**What you are asked to do:**
Express the part of the items that opens with the line containing "Annotation task: mark the stone column" and runs through the end of the items as a two-column CSV with the header row text,answer. Give one row per item, with its text and its answer each in a single quoted field and every line break turned into a space.

**Available data:**

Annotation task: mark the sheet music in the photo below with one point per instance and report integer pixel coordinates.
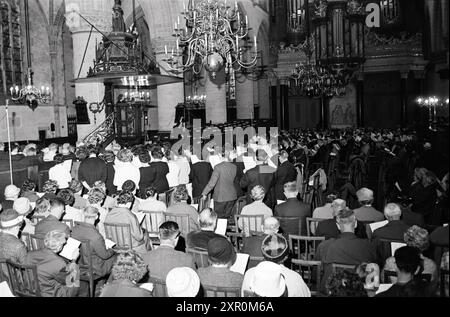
(395, 246)
(69, 248)
(109, 244)
(241, 263)
(376, 225)
(221, 228)
(5, 291)
(383, 288)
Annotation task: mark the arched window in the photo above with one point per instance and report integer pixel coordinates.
(10, 46)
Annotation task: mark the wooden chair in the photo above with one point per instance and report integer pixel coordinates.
(290, 225)
(120, 234)
(200, 257)
(183, 221)
(151, 223)
(443, 282)
(304, 248)
(68, 222)
(250, 225)
(311, 271)
(311, 225)
(86, 267)
(216, 291)
(159, 287)
(33, 242)
(23, 279)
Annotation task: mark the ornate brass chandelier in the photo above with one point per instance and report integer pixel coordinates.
(211, 37)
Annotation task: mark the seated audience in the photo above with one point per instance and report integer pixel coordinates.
(396, 228)
(102, 259)
(28, 190)
(60, 172)
(199, 239)
(11, 194)
(407, 266)
(23, 207)
(50, 189)
(293, 208)
(265, 280)
(221, 256)
(124, 169)
(53, 220)
(128, 270)
(77, 189)
(346, 249)
(122, 215)
(55, 276)
(325, 212)
(416, 237)
(11, 247)
(181, 207)
(182, 282)
(163, 259)
(71, 213)
(345, 284)
(275, 248)
(366, 213)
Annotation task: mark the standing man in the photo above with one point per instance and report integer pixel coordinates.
(222, 181)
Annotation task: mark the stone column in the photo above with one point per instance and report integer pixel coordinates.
(98, 13)
(216, 103)
(244, 97)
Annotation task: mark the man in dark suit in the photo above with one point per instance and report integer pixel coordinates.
(285, 173)
(52, 222)
(293, 208)
(162, 260)
(92, 169)
(199, 177)
(263, 175)
(51, 268)
(346, 249)
(199, 239)
(252, 244)
(222, 181)
(102, 258)
(395, 229)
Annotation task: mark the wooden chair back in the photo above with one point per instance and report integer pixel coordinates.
(200, 257)
(311, 225)
(304, 248)
(152, 221)
(311, 271)
(290, 225)
(23, 279)
(159, 287)
(249, 225)
(216, 291)
(120, 234)
(182, 220)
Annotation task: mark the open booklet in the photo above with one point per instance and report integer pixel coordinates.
(377, 225)
(221, 228)
(69, 248)
(241, 263)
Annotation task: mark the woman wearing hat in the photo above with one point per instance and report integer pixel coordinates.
(11, 247)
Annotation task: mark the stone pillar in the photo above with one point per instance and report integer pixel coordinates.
(244, 97)
(98, 13)
(216, 103)
(169, 95)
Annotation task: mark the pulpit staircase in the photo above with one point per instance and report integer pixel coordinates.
(104, 134)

**Answer to this exercise:**
text,answer
"Annotation task: mark the stone column in the photo above with one point per instance and report integer pixel coordinates.","(98, 13) (216, 103) (244, 97)"
"Annotation task: mark the man in dark suit in the photo above with one point per instance and report integer pixel coordinates.","(285, 173) (52, 222) (293, 208) (162, 260) (92, 169) (199, 177) (263, 175) (51, 268) (346, 249) (199, 239) (252, 244) (222, 181) (102, 258) (395, 229)"
"Annotation task: mark the wooden chair back in the photo above with one point per instance and report integer pixel coordinates.","(200, 257) (311, 225) (304, 248) (152, 221) (311, 271) (290, 225) (23, 279) (159, 287) (249, 225) (216, 291) (120, 234) (182, 220)"
"Annotation task: mark the open booklet in the photo above with one point per instance and report integer pixel coordinates.","(377, 225) (221, 228) (69, 248) (241, 263)"
"Annotation task: mark the woman wearing hat in the photo above with one point per instance and report integer pixel coordinates.","(11, 247)"
"Annotation task: mark the stone pillar in the photo above with one point per instance and report integer pixel coordinates.","(244, 97) (98, 13) (216, 103) (169, 95)"
"Annotation task: mark the pulpit staircase in the photo above with one point per instance and report integer pixel coordinates.","(104, 134)"